**Task description:**
Rewrite the records from the line containing "Task: point to every instance of the lizard foot." through the end of the records, inclusive, replacing "gray bark" with "gray tree bark" and leaving everything else unchanged.

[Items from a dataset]
.....

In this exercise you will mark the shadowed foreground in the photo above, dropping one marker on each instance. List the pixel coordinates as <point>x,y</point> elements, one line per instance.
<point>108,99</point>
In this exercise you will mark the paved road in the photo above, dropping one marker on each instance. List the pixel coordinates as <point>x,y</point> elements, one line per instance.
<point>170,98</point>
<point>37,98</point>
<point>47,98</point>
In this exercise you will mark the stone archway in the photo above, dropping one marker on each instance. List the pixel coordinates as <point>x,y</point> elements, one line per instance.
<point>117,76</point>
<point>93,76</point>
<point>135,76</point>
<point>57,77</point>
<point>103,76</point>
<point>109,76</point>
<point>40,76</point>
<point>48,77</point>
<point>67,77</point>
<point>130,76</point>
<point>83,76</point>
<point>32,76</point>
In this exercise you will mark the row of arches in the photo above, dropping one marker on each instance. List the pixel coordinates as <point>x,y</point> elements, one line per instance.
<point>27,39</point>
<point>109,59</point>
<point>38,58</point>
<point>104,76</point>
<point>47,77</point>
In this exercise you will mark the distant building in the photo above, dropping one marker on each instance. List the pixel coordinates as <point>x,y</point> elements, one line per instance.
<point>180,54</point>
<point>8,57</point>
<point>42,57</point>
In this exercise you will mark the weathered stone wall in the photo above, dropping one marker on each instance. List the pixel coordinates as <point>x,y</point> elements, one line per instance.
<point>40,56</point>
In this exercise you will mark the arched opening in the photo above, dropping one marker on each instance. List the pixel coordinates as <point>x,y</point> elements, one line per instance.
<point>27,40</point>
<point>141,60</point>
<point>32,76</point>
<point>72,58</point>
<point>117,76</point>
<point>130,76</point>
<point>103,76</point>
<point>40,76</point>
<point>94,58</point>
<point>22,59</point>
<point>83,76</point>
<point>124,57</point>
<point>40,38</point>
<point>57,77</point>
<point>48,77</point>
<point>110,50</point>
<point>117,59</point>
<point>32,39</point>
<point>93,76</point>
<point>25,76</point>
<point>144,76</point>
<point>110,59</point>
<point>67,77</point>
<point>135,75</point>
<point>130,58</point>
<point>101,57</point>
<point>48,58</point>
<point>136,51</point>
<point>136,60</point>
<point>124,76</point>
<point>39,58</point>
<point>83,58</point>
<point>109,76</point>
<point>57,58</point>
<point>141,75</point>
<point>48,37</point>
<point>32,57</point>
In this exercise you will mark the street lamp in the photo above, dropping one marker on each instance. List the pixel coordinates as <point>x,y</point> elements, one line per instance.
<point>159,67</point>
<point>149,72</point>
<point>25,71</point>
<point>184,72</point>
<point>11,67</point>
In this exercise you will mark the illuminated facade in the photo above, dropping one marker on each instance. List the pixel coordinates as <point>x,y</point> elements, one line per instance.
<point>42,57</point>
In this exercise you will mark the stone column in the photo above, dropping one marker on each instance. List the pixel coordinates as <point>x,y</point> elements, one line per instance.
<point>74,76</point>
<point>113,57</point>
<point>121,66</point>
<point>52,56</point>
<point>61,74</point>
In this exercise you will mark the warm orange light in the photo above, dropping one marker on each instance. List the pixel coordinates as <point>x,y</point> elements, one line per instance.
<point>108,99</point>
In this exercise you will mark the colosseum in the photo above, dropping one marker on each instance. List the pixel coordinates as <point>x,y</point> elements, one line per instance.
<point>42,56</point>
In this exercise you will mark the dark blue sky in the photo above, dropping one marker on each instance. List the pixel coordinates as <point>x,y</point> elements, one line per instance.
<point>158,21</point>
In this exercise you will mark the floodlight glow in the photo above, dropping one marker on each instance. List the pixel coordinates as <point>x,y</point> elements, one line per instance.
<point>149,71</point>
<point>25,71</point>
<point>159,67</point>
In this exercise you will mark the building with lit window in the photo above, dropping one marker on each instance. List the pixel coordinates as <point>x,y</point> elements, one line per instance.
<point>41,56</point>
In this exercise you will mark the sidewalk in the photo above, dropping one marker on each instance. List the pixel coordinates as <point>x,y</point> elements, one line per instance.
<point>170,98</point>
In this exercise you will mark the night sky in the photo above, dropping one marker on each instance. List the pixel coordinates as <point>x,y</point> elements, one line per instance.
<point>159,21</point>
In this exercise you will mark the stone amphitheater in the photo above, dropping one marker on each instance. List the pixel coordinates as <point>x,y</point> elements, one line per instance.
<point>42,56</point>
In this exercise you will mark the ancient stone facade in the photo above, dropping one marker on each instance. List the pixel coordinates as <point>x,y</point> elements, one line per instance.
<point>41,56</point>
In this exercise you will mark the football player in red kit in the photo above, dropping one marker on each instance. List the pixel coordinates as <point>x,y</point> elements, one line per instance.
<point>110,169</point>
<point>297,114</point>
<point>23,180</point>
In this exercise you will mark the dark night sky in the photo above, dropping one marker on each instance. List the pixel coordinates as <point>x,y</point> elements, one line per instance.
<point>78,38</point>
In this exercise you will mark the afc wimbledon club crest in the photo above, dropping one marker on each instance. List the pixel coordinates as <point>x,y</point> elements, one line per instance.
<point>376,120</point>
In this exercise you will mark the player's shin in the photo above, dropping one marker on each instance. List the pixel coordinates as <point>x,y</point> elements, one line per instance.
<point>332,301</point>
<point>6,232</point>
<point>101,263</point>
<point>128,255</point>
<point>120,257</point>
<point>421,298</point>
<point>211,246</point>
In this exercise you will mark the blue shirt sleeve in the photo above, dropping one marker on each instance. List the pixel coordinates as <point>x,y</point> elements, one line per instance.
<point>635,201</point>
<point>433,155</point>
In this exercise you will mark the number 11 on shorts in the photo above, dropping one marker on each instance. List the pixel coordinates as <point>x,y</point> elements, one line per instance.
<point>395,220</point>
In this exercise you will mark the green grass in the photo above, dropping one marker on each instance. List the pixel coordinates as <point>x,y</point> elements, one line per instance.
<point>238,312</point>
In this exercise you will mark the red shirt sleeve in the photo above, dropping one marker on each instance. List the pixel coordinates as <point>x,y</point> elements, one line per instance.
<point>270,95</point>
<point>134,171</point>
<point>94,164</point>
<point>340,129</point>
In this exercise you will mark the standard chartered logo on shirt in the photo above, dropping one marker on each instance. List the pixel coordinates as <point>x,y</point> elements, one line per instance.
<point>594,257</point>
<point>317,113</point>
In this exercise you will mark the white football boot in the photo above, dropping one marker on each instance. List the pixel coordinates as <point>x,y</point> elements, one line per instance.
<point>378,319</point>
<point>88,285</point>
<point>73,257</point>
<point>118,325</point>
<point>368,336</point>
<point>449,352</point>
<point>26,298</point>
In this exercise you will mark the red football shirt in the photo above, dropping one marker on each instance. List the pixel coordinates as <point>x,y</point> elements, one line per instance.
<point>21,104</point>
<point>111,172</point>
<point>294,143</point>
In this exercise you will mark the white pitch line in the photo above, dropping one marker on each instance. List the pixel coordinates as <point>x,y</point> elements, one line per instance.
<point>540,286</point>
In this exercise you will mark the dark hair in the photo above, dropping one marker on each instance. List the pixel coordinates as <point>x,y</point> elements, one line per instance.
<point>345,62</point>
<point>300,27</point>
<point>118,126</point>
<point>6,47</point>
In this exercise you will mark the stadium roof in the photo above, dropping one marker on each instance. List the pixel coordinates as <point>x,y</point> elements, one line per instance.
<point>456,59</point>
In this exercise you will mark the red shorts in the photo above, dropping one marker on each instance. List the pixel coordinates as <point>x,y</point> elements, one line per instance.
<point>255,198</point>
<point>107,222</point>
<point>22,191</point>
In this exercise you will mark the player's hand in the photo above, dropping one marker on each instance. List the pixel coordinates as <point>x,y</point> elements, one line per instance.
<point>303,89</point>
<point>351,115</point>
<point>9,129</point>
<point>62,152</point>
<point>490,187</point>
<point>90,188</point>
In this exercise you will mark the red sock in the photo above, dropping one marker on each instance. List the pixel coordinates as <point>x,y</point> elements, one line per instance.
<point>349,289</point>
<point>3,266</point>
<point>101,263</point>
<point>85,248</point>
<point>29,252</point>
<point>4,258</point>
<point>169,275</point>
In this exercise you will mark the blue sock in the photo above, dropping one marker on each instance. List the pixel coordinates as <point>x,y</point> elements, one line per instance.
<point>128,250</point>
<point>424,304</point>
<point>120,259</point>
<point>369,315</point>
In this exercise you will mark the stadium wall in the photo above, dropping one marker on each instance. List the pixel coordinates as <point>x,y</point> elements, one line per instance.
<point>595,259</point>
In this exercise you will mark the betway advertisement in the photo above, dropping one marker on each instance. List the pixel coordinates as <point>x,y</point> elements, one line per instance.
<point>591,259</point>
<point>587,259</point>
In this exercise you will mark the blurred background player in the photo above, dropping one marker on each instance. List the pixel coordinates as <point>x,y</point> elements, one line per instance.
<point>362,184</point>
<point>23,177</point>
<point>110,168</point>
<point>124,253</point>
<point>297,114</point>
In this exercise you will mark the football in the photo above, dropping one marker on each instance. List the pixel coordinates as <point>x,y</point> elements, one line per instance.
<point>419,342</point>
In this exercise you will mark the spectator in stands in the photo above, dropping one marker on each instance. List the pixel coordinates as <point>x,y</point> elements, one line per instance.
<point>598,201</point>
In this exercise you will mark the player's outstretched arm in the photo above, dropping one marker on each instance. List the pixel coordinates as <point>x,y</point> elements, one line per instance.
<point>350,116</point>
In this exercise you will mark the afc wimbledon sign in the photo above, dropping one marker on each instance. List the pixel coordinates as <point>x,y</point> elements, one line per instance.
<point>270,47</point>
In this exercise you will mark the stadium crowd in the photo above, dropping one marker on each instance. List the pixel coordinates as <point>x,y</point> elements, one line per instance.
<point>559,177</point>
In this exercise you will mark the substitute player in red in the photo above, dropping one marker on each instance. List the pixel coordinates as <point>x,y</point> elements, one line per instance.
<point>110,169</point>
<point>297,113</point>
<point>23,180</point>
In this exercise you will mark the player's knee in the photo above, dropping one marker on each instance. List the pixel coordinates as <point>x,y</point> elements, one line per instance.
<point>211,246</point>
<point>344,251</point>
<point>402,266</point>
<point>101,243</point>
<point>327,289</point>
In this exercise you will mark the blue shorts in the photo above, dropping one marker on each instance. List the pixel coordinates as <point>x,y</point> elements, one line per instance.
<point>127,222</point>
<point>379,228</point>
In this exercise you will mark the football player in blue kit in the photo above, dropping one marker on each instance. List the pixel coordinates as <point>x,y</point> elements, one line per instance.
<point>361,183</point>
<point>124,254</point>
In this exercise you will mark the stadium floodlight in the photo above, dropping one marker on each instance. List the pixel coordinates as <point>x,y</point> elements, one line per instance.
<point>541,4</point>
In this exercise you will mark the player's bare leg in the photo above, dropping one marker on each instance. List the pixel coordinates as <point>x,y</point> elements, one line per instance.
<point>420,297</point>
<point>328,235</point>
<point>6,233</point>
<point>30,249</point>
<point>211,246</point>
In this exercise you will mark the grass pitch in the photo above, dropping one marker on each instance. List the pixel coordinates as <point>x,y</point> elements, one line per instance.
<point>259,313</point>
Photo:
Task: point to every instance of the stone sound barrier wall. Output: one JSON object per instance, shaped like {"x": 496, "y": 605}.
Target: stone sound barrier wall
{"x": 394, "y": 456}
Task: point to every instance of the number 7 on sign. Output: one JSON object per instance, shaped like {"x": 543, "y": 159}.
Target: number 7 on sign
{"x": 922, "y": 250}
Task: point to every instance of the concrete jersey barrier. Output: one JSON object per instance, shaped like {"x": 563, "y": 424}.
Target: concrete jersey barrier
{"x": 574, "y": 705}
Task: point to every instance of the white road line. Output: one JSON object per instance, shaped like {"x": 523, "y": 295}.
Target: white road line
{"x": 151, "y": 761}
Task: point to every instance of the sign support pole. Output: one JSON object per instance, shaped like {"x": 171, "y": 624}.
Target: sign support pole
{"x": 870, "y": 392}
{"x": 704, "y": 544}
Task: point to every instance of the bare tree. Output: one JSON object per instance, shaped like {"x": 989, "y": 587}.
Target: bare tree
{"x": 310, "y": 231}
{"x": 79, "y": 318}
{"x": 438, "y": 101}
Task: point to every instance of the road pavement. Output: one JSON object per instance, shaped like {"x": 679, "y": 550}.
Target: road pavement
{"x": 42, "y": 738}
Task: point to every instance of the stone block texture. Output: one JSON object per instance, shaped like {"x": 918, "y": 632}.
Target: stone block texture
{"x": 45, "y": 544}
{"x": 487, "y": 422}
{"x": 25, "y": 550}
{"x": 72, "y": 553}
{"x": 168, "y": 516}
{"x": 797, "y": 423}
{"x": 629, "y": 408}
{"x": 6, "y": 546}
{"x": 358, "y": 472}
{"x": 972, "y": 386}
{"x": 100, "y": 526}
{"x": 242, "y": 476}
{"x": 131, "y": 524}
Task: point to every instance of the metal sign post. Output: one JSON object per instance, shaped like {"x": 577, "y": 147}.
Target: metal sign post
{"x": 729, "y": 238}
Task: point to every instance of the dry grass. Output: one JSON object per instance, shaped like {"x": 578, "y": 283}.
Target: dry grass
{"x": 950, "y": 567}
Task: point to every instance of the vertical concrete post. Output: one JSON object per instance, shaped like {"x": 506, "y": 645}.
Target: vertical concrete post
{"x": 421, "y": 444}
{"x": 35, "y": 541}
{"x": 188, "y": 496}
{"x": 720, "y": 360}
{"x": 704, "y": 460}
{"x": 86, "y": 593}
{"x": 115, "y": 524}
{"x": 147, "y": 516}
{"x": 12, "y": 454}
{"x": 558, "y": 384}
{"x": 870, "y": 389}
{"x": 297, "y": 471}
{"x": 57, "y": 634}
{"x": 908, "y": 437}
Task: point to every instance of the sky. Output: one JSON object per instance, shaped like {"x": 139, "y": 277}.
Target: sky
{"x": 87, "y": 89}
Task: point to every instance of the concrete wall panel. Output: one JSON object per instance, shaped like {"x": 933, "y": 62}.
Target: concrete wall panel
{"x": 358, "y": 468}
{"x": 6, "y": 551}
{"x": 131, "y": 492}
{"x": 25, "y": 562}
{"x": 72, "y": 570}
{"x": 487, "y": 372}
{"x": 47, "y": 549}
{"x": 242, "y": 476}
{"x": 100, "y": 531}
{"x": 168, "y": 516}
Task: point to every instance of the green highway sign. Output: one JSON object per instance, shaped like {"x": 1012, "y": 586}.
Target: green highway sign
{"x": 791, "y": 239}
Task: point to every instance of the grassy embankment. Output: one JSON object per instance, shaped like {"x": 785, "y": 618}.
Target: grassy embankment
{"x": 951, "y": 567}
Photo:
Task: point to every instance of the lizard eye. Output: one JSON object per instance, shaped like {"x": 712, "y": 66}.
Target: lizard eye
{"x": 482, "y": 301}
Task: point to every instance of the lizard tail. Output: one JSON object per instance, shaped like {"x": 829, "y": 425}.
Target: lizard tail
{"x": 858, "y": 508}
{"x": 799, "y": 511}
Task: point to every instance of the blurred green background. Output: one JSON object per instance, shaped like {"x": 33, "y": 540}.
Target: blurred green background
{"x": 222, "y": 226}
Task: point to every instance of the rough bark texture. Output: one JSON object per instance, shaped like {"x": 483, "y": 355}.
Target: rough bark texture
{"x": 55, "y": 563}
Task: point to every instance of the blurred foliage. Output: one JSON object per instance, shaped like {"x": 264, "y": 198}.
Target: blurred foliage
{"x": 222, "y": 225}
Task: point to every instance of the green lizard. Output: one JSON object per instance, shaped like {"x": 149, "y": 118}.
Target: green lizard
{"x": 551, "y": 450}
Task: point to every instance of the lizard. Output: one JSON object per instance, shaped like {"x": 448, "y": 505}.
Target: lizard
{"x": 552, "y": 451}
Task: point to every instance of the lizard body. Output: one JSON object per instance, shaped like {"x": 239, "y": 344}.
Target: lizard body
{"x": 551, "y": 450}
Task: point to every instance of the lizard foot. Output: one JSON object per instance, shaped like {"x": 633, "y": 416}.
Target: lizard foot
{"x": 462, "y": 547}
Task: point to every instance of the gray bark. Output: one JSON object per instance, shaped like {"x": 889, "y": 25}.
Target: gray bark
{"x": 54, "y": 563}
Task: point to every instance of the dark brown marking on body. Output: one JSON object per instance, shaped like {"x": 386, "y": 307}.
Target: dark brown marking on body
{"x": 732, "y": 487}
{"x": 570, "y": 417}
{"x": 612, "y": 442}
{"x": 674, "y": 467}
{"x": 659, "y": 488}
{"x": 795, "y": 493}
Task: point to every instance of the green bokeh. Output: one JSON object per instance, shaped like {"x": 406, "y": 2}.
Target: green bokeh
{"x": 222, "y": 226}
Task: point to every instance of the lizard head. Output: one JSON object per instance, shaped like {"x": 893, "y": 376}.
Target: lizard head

.....

**Exercise answer:**
Task: point to every instance of the lizard foot. Output: one JSON object per instance, shaped like {"x": 633, "y": 416}.
Target: lizard foot
{"x": 462, "y": 547}
Task: point to every instance of the gray tree bark. Output: one JSON object per instance, shaped like {"x": 889, "y": 25}.
Target: gray tree bark
{"x": 54, "y": 563}
Task: point to every instance of the dark brown marking on body. Output: one JSON object per instance, shaped like {"x": 386, "y": 307}.
Target: dark brown marking on body
{"x": 732, "y": 487}
{"x": 570, "y": 417}
{"x": 612, "y": 442}
{"x": 674, "y": 467}
{"x": 659, "y": 488}
{"x": 795, "y": 493}
Task: point to every instance of the green bokeh. Output: one JSON object per instance, shaped like {"x": 406, "y": 2}.
Target: green bokeh
{"x": 222, "y": 226}
Task: point to every instance of the lizard head. Output: one JSON object per instance, shaped like {"x": 893, "y": 376}.
Target: lizard head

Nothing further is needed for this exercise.